### Goal of the exercise
Copy the records below exactly as they are written.
----
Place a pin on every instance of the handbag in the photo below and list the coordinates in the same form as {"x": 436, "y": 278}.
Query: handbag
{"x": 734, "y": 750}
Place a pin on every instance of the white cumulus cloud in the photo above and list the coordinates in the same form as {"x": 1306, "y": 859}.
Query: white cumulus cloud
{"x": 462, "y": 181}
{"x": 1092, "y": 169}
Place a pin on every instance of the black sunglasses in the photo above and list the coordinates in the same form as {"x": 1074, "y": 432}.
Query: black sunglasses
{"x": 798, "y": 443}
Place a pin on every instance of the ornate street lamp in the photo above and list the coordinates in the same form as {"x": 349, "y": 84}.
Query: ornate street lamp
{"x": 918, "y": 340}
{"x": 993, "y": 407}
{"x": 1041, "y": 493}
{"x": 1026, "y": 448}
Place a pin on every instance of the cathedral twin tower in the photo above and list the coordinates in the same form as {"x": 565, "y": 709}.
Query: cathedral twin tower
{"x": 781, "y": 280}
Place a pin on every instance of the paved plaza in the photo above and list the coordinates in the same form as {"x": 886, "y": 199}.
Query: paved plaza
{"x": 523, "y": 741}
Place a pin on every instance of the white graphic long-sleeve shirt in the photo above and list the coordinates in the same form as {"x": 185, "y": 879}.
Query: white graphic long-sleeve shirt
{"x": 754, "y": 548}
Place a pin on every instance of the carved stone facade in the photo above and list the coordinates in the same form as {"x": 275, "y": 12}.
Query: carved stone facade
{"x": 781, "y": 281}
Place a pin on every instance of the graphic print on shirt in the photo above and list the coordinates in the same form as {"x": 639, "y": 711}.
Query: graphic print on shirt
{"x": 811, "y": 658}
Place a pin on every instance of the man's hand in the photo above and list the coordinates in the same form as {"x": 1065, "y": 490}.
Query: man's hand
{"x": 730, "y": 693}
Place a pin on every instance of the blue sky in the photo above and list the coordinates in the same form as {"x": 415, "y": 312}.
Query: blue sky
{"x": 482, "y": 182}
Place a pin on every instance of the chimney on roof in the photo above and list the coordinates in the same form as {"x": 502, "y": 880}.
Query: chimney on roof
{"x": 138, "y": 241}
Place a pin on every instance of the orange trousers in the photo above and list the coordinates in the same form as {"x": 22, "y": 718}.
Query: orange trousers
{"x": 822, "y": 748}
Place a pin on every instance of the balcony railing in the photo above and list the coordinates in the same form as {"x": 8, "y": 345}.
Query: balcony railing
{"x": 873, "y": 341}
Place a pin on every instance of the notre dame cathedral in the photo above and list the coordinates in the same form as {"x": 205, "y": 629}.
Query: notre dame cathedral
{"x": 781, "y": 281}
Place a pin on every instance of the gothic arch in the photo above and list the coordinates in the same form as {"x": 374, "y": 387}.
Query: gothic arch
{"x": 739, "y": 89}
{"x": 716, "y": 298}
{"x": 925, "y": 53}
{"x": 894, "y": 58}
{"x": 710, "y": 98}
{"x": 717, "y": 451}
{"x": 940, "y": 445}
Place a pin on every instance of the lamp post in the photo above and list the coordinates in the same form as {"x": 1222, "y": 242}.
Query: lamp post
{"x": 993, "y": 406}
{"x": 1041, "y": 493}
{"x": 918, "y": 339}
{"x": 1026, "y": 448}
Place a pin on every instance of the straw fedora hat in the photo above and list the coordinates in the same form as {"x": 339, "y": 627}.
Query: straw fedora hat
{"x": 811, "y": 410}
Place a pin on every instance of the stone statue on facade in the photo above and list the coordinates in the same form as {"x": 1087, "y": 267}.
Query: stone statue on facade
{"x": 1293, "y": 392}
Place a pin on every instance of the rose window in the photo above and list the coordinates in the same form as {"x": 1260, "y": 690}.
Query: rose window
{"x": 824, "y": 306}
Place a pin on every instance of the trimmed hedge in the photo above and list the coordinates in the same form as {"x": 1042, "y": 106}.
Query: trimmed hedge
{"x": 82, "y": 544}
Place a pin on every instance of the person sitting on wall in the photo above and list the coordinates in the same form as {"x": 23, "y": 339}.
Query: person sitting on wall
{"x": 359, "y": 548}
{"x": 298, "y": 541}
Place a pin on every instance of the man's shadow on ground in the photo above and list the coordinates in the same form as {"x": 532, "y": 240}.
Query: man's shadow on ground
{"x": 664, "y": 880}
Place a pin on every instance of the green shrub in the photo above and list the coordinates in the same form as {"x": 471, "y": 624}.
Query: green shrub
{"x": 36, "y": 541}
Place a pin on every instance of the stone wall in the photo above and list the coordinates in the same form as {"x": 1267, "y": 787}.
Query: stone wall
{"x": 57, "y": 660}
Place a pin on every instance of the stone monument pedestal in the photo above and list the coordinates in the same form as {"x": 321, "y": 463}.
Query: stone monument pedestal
----
### Result of this exercise
Place a pin on every instance of the handbag in the photo below and list the coordinates in the same form as {"x": 436, "y": 278}.
Query: handbag
{"x": 734, "y": 750}
Place a pin on every instance of the white cumulus cloud in the photo above and list the coordinates in the same form as {"x": 1306, "y": 859}.
Query: white cumulus cloud
{"x": 462, "y": 181}
{"x": 1092, "y": 169}
Place a pin on every instance of the black sunglasses in the photo above and list the coordinates in the same form as {"x": 1074, "y": 432}.
Query: black sunglasses
{"x": 798, "y": 443}
Place a pin on every instance of the ornate street lamp in the photo above and list the coordinates in the same form as {"x": 349, "y": 84}.
Query: ornate street lamp
{"x": 918, "y": 340}
{"x": 993, "y": 407}
{"x": 1041, "y": 493}
{"x": 1026, "y": 448}
Place a pin on every instance of the cathedral twin tower in the photo above and list the coordinates in the same form as {"x": 565, "y": 709}.
Query: cathedral twin tower
{"x": 781, "y": 280}
Place a pin on every instance of the paved plaza in the photo above and list the coordinates in the same form as {"x": 886, "y": 199}.
Query: paved plaza
{"x": 523, "y": 741}
Place a pin on every instance of the white graphic long-sleeve shirt in the photo above and list the coordinates in the same form as {"x": 185, "y": 879}.
Query: white graphic long-sleeve shirt
{"x": 754, "y": 548}
Place a pin on every instance of the carved stone facade in the photo above and list the coordinates in the same form as {"x": 275, "y": 12}.
Query: carved stone facade
{"x": 781, "y": 281}
Place a pin on every instance of the graphic print on shirt in the photo above and list the coordinates in the same form as {"x": 639, "y": 711}.
Query: graphic print on shirt
{"x": 811, "y": 658}
Place a pin on every instance of the man's hand in the photo above and list the coordinates in the same form as {"x": 1065, "y": 490}.
Query: man's hand
{"x": 730, "y": 693}
Place a pin on every instance of the blue sky in the photo above and list the coordinates in the same form as {"x": 415, "y": 312}.
Query: blue sky
{"x": 482, "y": 182}
Place a pin on every instance of the chimney on roof in the photo above and list the coordinates in the same form as {"x": 502, "y": 880}.
Query: chimney on roof
{"x": 138, "y": 241}
Place a pin on every instance of the orange trousers in the photo above and list the coordinates in the same form as {"x": 22, "y": 718}.
Query: orange trousers
{"x": 822, "y": 748}
Place a pin on every instance of the balcony railing in the photo above and list the coordinates in the same form as {"x": 8, "y": 345}.
Query: balcony railing
{"x": 873, "y": 341}
Place a pin on every instance of the notre dame cathedral in the photo above and list the coordinates in the same form as {"x": 205, "y": 629}.
Query: notre dame cathedral
{"x": 781, "y": 281}
Place a pin on every instance of the gothic arch in the photo above and list the coordinates in the same form as {"x": 374, "y": 387}.
Query: gothic arch
{"x": 739, "y": 89}
{"x": 716, "y": 298}
{"x": 925, "y": 53}
{"x": 894, "y": 58}
{"x": 710, "y": 98}
{"x": 717, "y": 451}
{"x": 940, "y": 445}
Place a pin on every instance of the lamp post in the photo above and list the coordinates in the same form as {"x": 1222, "y": 242}.
Query: lamp post
{"x": 993, "y": 406}
{"x": 1041, "y": 493}
{"x": 918, "y": 339}
{"x": 1026, "y": 448}
Place a pin on every instance of the straw fedora hat in the photo above and list the coordinates in the same form as {"x": 339, "y": 627}.
Query: straw fedora hat
{"x": 811, "y": 410}
Place a pin on every instance of the stone statue on facade in the photo above and list the coordinates in the same form as {"x": 1087, "y": 267}.
Query: stone statue on facade
{"x": 1293, "y": 392}
Place a pin on every instance of the rose window in the photo above and list the coordinates in the same form as {"x": 1260, "y": 690}.
Query: rose window
{"x": 824, "y": 306}
Place a pin on every instance of the trimmed hedge in the photo above and list the coordinates in the same form as {"x": 1042, "y": 106}.
Query: trimmed hedge
{"x": 82, "y": 544}
Place a pin on every instance of the person sitting on wall in the photo above and list the coordinates in the same form as {"x": 23, "y": 339}.
Query: person sitting on wall
{"x": 359, "y": 548}
{"x": 298, "y": 541}
Place a pin on every instance of the man's shadow on ground in the photo above and list the coordinates in the same form as {"x": 532, "y": 240}.
Query: man's shadow on ground
{"x": 664, "y": 880}
Place a pin on every instance of the green shrub in the photo above and list the coordinates in the same form as {"x": 471, "y": 624}.
Query: green shrub
{"x": 36, "y": 541}
Place a pin on every instance of the stone wall in the photo above and list the coordinates in the same form as {"x": 1267, "y": 787}.
Query: stone wall
{"x": 57, "y": 660}
Place a pin on every instance of the stone monument pedestal in the photo above and list the coordinates in the same form as {"x": 321, "y": 463}.
Query: stone monument pedestal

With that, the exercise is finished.